*** Opening of GIVEN DATA ***
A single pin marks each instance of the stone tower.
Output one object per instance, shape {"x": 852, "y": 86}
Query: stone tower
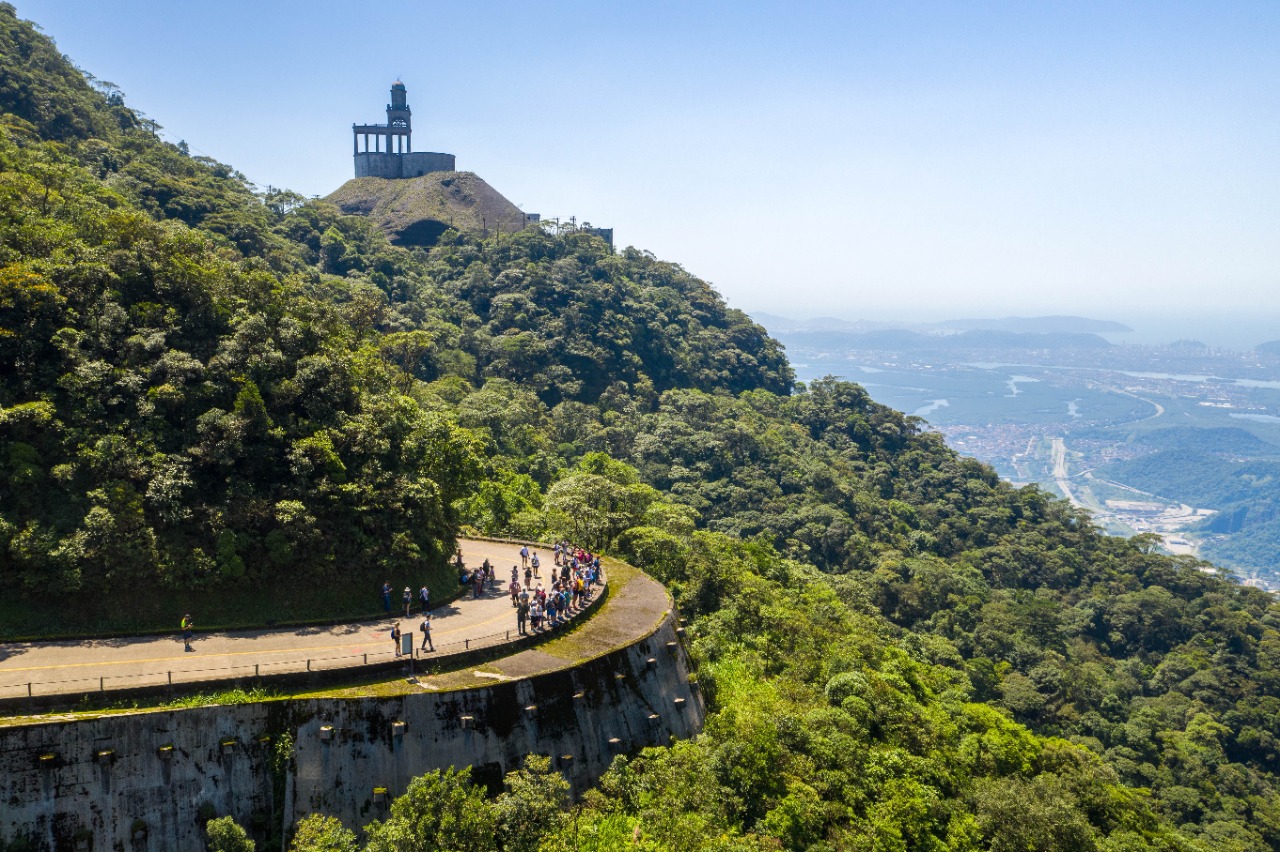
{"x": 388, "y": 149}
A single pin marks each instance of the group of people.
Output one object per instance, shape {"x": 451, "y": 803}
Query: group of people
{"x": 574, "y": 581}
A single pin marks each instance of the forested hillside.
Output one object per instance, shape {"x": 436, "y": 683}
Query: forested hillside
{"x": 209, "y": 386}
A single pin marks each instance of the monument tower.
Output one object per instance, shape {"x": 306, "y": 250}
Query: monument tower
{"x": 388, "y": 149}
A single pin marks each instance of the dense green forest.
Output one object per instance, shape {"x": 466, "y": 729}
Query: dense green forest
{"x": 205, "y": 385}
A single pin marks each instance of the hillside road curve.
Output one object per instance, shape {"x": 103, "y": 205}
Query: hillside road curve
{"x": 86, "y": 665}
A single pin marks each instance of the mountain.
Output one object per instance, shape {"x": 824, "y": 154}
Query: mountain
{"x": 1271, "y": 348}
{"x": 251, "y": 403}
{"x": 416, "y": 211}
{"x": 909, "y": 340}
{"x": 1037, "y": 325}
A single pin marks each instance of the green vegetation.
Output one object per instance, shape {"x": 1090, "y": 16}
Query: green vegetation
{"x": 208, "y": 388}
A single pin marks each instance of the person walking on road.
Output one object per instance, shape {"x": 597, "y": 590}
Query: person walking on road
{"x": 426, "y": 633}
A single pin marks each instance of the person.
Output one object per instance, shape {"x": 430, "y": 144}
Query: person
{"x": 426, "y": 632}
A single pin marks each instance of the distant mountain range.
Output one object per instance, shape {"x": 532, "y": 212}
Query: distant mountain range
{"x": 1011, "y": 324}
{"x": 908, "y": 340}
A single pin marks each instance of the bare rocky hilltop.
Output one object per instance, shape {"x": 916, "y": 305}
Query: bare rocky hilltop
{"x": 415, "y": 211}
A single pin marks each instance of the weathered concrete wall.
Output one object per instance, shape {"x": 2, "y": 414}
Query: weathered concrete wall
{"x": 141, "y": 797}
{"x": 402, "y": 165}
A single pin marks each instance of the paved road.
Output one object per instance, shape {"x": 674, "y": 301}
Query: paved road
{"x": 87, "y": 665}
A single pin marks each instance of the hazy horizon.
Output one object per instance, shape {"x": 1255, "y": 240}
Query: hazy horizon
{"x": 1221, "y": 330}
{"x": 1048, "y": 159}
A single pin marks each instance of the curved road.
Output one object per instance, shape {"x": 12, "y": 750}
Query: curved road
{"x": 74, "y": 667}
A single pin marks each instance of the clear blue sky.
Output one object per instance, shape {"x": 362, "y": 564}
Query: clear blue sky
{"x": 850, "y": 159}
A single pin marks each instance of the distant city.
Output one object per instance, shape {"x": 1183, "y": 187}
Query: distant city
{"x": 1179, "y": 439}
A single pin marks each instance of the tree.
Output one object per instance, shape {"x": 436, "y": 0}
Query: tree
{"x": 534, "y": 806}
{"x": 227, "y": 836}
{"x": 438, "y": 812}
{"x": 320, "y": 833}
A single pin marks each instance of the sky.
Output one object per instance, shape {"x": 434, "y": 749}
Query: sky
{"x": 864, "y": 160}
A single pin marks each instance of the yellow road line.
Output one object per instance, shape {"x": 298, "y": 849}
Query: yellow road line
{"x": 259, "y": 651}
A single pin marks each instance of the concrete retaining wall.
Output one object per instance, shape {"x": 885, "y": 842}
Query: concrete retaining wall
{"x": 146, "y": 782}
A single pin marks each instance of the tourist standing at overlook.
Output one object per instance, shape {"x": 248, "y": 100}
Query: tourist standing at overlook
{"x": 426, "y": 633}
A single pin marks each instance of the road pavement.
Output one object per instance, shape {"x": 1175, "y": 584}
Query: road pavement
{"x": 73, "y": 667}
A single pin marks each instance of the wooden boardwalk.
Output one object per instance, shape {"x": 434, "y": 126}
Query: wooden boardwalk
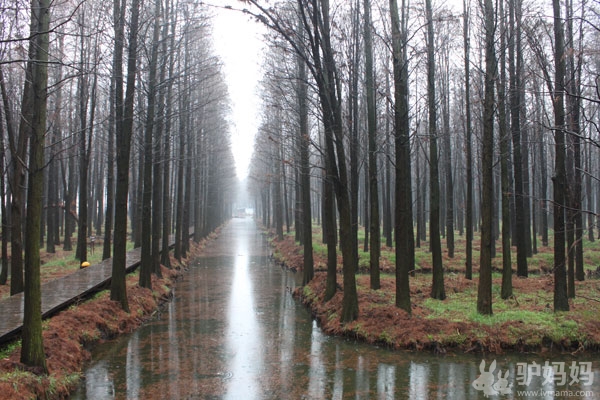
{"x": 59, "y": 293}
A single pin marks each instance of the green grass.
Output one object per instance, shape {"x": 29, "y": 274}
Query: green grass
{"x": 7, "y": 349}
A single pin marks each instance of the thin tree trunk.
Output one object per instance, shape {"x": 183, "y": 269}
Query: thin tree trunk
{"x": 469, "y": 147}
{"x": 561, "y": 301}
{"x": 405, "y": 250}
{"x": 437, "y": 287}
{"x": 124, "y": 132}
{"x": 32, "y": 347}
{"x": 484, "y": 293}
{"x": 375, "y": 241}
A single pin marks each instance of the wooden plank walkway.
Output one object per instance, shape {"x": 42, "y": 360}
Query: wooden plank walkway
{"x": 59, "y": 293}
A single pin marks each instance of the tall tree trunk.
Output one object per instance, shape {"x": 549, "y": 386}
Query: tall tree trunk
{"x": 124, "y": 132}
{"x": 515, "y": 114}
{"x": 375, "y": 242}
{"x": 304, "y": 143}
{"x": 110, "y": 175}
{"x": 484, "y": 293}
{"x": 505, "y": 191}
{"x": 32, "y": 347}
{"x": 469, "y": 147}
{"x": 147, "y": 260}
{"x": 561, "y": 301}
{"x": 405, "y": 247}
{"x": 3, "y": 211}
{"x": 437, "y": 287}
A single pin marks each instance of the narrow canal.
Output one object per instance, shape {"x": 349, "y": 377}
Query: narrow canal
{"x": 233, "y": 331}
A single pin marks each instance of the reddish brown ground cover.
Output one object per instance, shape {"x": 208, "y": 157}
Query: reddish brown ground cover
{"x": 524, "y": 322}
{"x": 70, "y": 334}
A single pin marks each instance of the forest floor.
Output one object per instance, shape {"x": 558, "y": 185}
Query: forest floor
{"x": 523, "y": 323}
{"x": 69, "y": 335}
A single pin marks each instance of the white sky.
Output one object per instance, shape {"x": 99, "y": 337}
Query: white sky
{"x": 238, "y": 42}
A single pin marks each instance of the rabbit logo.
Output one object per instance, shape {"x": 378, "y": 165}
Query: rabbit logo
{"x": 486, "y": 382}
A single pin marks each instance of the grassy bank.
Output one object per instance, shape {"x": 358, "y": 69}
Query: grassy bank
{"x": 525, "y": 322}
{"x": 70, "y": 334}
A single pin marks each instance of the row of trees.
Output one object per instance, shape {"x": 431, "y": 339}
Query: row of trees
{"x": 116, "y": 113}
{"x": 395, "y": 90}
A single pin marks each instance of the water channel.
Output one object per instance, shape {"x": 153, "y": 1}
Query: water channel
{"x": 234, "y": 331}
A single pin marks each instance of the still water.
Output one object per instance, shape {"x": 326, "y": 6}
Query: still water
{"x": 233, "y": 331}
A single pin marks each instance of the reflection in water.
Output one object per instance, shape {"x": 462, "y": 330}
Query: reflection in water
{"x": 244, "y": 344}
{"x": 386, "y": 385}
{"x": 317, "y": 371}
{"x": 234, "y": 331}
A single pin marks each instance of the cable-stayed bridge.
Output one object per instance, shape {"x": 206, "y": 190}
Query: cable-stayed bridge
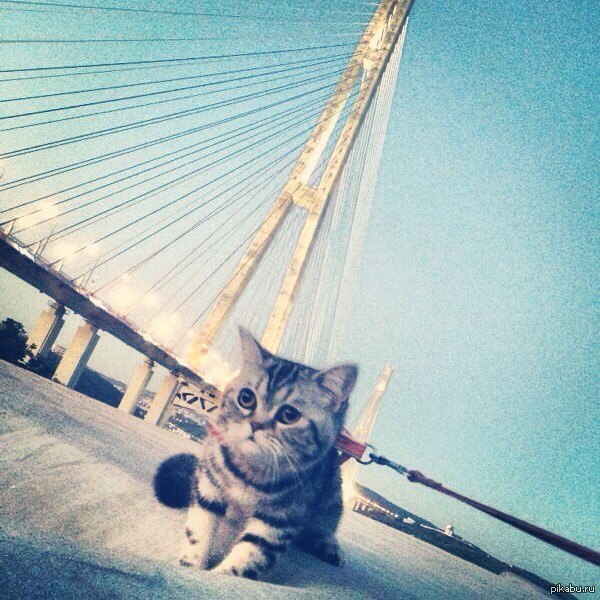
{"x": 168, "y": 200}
*** Close of GIVEN DATA ***
Please give back an exact copy of the entries above from their first line through the line containing "A single pin marks each instance of the group", leaving the pictures aside.

# TASK RESULT
A single pin marks each instance of the stone tower.
Output one object per instance, shape {"x": 852, "y": 86}
Query: stone tower
{"x": 388, "y": 149}
A single pin marks each instance of the group of people.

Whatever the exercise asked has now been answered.